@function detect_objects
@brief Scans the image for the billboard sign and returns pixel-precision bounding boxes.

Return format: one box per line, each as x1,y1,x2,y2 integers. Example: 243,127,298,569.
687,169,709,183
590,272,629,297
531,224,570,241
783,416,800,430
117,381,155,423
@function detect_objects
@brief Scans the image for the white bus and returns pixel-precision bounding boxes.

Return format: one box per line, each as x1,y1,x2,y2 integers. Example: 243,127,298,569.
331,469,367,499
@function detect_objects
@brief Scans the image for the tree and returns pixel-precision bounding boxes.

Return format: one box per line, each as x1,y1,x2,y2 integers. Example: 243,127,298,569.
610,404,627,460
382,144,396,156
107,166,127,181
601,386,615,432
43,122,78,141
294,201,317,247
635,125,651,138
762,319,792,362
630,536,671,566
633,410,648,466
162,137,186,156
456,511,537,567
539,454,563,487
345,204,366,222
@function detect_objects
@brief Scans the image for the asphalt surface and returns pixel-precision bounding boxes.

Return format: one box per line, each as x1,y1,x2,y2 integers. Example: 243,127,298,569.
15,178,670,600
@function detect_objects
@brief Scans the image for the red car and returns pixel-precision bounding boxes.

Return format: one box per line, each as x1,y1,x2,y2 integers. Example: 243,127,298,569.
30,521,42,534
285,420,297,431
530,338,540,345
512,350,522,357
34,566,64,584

────────────────────

| WORK TASK |
Would you reproduce every record above exactly as it appears?

| SOLUTION TO THE EXERCISE |
@function detect_objects
@brief Scans the image for the billboard sign and returns pixel-precision bounding boxes.

Return format: one box per line, each as x1,y1,x2,y2 integers. Example: 243,127,298,569.
687,169,709,183
590,272,629,297
531,224,570,241
783,416,800,430
117,381,155,423
@function detect_objects
@brief Scans the image for the white bus and returns pixel-precision bounding boxes.

Return format: one box per line, each as x1,y1,x2,y2 integers. Example: 243,127,298,569.
331,469,367,499
@function detect_objects
@brief Scans the image for the tree and returns pixel-precision bounding boxes.

Return format: one box per line, each as x1,y1,x2,y2 integers. Example: 243,127,298,569.
610,404,627,460
382,144,396,156
107,166,127,181
601,386,615,432
43,122,78,141
294,201,317,247
635,125,651,138
762,319,792,362
630,536,671,566
633,410,648,466
162,137,186,156
456,511,537,567
539,454,563,487
345,204,366,222
@function detect_objects
@brief Scans the image for the asphalt surface and returns pixel-precision bounding boxes.

Return format: one box per line, each as x1,y1,x2,y2 integers. Example: 243,127,298,569.
15,178,670,600
@function detect_objects
@brief Scans the image for the red car and returns pixel-precision bounding boxes.

Return format: one box per line, each as x1,y1,x2,y2 integers. Example: 243,127,298,569.
30,521,42,534
285,420,297,431
530,338,540,345
512,350,522,357
34,566,64,584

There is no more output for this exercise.